◆ Records from a collection ◆

>>>

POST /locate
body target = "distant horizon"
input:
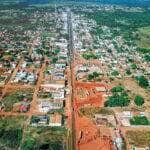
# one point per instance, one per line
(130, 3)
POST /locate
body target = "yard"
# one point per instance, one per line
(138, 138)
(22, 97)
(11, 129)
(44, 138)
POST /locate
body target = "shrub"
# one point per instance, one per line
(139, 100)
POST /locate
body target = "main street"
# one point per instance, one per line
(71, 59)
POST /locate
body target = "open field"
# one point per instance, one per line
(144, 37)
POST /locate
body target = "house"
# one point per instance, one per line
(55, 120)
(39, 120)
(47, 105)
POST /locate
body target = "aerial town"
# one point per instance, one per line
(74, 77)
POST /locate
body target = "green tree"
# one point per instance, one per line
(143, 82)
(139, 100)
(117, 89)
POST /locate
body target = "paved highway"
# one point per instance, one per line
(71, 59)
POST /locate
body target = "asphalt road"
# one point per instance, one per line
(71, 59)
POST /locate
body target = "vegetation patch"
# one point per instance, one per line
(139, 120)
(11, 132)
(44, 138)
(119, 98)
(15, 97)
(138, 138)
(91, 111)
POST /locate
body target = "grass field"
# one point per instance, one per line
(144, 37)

<<<
>>>

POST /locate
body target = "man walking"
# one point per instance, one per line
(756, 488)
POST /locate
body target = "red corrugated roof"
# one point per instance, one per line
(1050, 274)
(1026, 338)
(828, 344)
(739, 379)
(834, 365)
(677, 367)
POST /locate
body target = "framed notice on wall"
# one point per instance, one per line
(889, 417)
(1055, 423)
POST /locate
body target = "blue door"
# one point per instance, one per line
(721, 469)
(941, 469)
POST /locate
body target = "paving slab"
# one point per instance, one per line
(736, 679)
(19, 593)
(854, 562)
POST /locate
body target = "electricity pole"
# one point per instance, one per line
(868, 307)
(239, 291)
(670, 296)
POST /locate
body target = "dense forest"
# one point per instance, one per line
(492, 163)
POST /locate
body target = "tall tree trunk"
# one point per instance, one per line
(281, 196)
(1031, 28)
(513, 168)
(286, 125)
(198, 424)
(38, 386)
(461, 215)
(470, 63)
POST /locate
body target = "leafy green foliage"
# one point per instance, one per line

<<<
>>>

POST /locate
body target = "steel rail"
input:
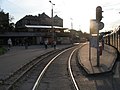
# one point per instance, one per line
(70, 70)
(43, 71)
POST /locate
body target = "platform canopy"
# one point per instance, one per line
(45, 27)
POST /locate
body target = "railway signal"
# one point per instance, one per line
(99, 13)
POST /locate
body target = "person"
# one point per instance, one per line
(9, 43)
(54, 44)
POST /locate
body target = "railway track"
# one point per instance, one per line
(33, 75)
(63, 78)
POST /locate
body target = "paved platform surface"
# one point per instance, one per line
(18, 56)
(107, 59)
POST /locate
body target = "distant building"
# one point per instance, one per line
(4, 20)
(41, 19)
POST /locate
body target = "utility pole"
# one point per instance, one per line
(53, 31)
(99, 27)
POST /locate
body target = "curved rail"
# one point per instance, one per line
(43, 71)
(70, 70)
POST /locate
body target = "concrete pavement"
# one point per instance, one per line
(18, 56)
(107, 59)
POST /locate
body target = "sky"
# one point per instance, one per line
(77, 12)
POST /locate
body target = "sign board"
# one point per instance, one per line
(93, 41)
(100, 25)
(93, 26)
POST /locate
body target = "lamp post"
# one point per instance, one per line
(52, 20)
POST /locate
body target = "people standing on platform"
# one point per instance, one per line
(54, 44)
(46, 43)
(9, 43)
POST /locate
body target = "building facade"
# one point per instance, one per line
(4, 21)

<<<

◆ Your instructions ◆
Provide the number of lines in the records above containing the string "paved", and write nothing more.

◆ Response for this exercise ◆
2